Prompt A — Summarize the article on post-Covid-19 Pakistan in two sentences.
Prompt B — Write what comes next in the article on post-Covid-19 Pakistan, continuing from its final sentence.

Source document —
- - - -
Post Covid-19 Pakistan
Three key obstacles ought to be addressed for Pakistan to end its endless journey of poverty, inequality and mis-governance. To limit its ‘bursting at the seams’ population, to completely digitize all aspects of its governance and to downsize its dysfunctional bureaucracy. Thanks to Covid-19, it seems to have already accomplished the third task. As if it was a virus under a 20-second soapy attack, the government of Pakistan, in less than 7 days stood literally dissolved and fallen apart like a house of cards. The bloated bureaucratic machinery that for 72 years, stubbornly blocked every road to progress, was effectively dismantled by an insignificant fatty membrane.
Pakistan desperately realizes the need to help and make things better for its ordinary and forgotten citizens. It has mustered enough funds and good intentions – both being necessary but not enough. The reason is simple. Pakistan does not know who its ordinary people are, what are their names, where do they live and what do they do. Not only that, it has no record of the existence of its 60 million unregistered children. It does not know who and where are its 25 million out-of-school children. It does not know who, how many and where are its homeless, unemployed, daily-wagers, plumbers, street vendors, masons, janitors, bus drivers, house maids, cashiers, street children and a host of other individuals who need support, for they cannot work from home.
- - - -
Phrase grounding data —
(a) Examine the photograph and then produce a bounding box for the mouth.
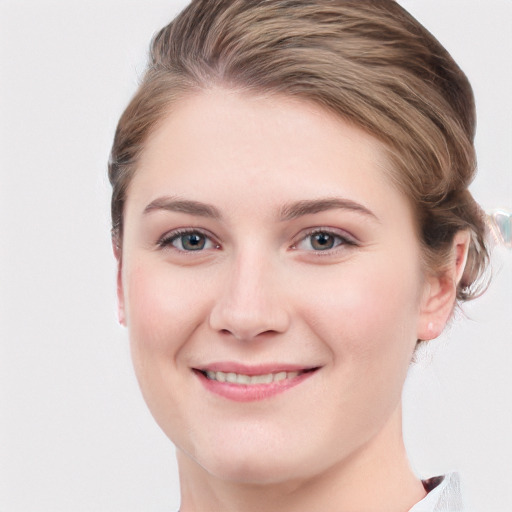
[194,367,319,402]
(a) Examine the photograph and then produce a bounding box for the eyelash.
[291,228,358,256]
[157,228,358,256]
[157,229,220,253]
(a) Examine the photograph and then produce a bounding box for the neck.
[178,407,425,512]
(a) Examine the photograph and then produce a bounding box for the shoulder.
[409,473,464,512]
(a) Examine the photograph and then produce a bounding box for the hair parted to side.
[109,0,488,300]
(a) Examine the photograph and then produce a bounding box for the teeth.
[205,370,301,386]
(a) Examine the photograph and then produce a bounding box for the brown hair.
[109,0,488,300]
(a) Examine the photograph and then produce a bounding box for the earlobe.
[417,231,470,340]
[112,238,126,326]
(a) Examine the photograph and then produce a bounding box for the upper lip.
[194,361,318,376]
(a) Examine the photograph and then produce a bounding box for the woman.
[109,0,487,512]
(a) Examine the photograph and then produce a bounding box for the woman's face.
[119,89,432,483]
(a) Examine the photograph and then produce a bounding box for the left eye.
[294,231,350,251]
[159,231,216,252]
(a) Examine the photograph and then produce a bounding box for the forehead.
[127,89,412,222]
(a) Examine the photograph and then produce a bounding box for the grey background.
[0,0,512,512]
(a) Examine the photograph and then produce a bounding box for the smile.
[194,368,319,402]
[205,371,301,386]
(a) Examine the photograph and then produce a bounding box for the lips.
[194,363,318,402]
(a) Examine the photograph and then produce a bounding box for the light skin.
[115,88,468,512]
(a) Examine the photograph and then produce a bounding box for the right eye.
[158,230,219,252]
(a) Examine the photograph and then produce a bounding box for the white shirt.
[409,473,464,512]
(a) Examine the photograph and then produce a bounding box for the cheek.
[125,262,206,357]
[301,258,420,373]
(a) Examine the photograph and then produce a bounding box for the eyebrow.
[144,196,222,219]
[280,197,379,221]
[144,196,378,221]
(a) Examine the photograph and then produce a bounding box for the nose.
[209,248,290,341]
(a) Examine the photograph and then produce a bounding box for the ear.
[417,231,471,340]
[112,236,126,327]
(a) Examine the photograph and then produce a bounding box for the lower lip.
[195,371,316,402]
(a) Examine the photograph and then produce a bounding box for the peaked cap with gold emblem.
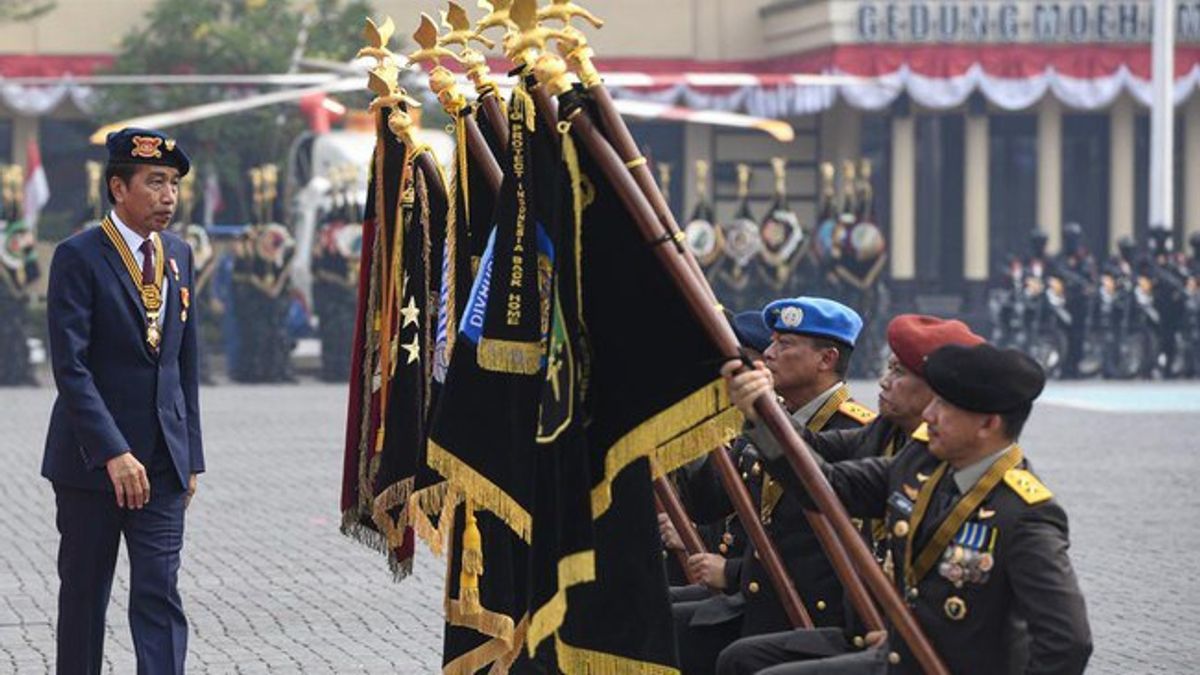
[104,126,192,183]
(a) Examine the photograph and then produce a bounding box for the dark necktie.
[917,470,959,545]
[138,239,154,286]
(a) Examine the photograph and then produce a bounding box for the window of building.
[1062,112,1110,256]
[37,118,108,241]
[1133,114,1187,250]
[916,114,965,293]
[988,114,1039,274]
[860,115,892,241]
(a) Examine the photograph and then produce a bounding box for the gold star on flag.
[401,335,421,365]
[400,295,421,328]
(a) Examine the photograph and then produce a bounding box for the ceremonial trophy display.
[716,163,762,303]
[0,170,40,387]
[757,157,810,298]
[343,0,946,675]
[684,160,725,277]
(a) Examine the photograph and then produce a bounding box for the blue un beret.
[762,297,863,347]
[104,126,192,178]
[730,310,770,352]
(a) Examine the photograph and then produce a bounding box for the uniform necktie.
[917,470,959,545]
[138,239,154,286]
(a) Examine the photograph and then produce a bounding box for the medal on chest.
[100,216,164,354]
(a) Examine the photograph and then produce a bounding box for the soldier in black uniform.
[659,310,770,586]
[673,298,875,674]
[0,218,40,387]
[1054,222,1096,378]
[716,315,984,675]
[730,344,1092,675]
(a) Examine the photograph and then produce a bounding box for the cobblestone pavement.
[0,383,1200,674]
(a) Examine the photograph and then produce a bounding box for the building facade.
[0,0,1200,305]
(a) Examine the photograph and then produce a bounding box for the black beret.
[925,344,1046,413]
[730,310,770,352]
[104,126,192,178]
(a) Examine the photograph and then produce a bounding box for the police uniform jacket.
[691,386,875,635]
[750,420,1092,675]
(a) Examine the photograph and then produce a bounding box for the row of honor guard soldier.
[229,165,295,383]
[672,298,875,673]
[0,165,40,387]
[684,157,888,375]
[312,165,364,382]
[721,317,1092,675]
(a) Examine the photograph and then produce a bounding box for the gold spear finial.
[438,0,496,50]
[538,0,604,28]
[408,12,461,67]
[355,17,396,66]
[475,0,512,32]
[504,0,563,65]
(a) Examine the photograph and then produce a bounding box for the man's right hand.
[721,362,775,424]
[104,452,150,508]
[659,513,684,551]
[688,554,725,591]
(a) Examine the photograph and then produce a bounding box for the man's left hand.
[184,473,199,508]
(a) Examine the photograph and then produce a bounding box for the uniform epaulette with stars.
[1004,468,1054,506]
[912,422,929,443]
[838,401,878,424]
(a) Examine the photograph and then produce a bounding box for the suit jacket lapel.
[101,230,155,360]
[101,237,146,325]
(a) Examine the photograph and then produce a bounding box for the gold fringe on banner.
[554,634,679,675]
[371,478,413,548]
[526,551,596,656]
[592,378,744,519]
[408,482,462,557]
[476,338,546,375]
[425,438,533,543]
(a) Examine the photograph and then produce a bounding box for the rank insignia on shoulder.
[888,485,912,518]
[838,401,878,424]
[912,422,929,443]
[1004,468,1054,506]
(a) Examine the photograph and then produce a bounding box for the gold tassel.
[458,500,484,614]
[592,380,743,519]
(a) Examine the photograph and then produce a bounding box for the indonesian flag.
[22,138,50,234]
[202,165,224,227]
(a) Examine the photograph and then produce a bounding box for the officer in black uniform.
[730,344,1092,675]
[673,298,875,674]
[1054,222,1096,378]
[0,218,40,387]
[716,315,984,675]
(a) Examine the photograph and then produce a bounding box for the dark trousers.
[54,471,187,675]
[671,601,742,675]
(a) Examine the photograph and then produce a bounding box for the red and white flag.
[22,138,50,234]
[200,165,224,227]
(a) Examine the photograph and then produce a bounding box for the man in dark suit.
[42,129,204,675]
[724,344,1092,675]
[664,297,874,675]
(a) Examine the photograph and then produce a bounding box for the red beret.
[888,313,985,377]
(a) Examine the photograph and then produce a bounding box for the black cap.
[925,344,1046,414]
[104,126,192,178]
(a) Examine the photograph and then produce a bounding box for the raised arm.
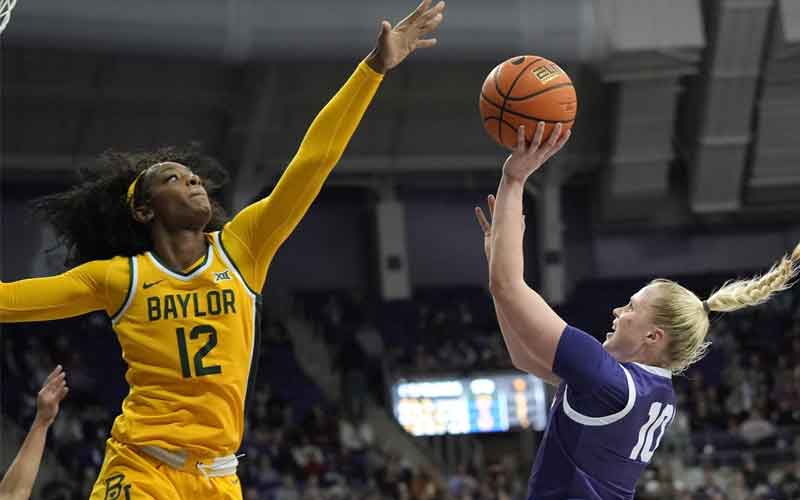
- - - -
Expected output A — The article on post-Covid-19 Pakistan argues that the country must limit its population, fully digitize its governance and downsize its dysfunctional bureaucracy, and that Covid-19 has effectively done the third by dissolving the government in under a week. Although Pakistan has the funds and intentions to help its ordinary citizens, it does not know who or where they are, including its 60 million unregistered children, its 25 million out-of-school children and the many workers who cannot work from home.

Expected output B —
The fact of the matter is that we do not know the facts. Pakistan has remained a ‘data-less’ society for 72 years. Our digitally challenged bureaucracy has kept Pakistan bogged down on forms and files, on photocopies and affidavits, and on signatures and stamps. In simple words we are digitally unprepared to cope – either with the current crisis or for creating a better future. Pakistan thus has a stark choice. Make radical changes to its governance and processes or simply be forgotten by history.
While cell phone ‘Apps’ may serve a limited commercial or a task-based function, they are not a replacement for a national digitization program. Pakistan needs to develop digital, integrated and shared data bases and processes for every function performed by the Federal and the provincial governments. These could relate to teachers and students, births and deaths, workers and incomes, land and revenues, taxes and transactions, salaries and pensions, industry and workers and health and hospitals. The list is endless.
The government must publicly state the three underlying principles of digitisation. First, that no citizen will be required to visit any government office to give or receive any service, permission, approval, license, document or payment. Second, that no single piece of information once given to any government office shall be asked for or entered again by any other office of the state. Third, that no one will ever need to submit a copy of CNIC, degree, marriage certificate, attestation or an affidavit to any office.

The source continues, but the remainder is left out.